EXERCISE AIM:
Please write every entry out again, exactly as it reads below.

● ● ●

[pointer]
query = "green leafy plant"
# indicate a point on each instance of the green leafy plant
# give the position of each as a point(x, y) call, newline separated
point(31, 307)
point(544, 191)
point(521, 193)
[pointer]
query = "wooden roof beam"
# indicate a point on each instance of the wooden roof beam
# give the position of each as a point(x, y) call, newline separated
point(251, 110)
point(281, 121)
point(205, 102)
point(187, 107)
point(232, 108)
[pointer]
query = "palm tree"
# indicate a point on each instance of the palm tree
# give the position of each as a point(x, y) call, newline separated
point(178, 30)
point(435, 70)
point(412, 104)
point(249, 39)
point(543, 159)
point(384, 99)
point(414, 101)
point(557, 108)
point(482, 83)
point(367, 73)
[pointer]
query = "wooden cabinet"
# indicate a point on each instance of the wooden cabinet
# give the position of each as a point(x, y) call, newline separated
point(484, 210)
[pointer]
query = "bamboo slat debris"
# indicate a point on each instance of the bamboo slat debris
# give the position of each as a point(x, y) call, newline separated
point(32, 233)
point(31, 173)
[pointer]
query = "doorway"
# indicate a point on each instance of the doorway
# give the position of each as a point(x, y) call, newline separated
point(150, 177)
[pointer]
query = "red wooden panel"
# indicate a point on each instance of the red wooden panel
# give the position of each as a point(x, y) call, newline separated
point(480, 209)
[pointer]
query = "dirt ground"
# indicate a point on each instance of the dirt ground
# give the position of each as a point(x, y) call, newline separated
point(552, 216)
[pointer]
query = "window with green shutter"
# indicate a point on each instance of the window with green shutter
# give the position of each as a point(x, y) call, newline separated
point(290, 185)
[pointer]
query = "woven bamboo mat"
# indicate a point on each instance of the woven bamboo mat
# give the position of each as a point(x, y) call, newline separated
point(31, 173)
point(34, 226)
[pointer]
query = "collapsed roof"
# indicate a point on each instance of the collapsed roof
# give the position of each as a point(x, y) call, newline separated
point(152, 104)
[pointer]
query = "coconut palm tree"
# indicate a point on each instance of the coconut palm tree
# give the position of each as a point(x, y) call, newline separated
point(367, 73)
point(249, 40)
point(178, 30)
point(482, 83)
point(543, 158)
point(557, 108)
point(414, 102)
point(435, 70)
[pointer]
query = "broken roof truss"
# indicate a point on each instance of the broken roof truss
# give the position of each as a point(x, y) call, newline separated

● ● ●

WRITTEN SOLUTION:
[pointer]
query = "green leafy plant"
# indicate a point on each instance of the green leafy plant
# give the position of each as a point(x, y) call, newline separated
point(31, 307)
point(544, 191)
point(521, 193)
[pointer]
query = "wooden roof beam"
# indicate a point on each instance of the wooden roof beam
# give the position of each as a point(x, y) call, newline separated
point(251, 110)
point(281, 121)
point(205, 102)
point(187, 107)
point(232, 108)
[pointer]
query = "palm tree"
# indicate a point on each instance of the palm tree
# give the position of each as a point(x, y) call, newline separated
point(178, 30)
point(435, 70)
point(412, 104)
point(249, 39)
point(543, 159)
point(384, 99)
point(414, 101)
point(557, 108)
point(482, 83)
point(367, 73)
[pointer]
query = "wooden cabinet"
# indicate a point on each instance of the wooden cabinet
# give the position of each as a point(x, y) call, newline separated
point(484, 210)
[pointer]
query = "bamboo slat debris"
# indicate a point on each instance of the bamboo slat debris
# give the position of each as a point(x, y) call, newline separated
point(32, 233)
point(31, 173)
[pointer]
query = "doorway"
# indicate a point on each instance of the doorway
# give the position of each as a point(x, y) call, newline separated
point(150, 177)
[pointer]
query = "red wooden panel"
# indicate a point on each instance of the red wooden panel
# give the position of each as a point(x, y) call, newline separated
point(480, 209)
[pointer]
query = "dirt ground"
# indicate a point on each instance of the dirt ground
# give the position of each as a point(x, y) call, newline separated
point(552, 216)
[pointer]
query = "window with green shutter"
# indicate a point on each instance of the window with green shutter
# give the position of each as a point(x, y) call, newline separated
point(290, 185)
[pointer]
query = "woven bamboo mat"
# indicate a point on each instance of the woven bamboo mat
# give the position of each as a point(x, y) call, newline separated
point(31, 173)
point(34, 226)
[pointer]
query = "collapsed roof"
# indicate a point on each instance of the collapsed roof
# give the position of each as a point(x, y) call, newline separated
point(152, 104)
[pointer]
query = "coconut palm tree"
# indicate a point on each instance of the coconut palm tree
# give the position of each as a point(x, y) call, newline separated
point(367, 73)
point(249, 40)
point(178, 30)
point(482, 83)
point(543, 158)
point(557, 108)
point(414, 102)
point(435, 70)
[pointer]
query = "broken roof truss"
# indicate a point on each instance of the broken roof truss
# give the position of each as a point(x, y) call, newline separated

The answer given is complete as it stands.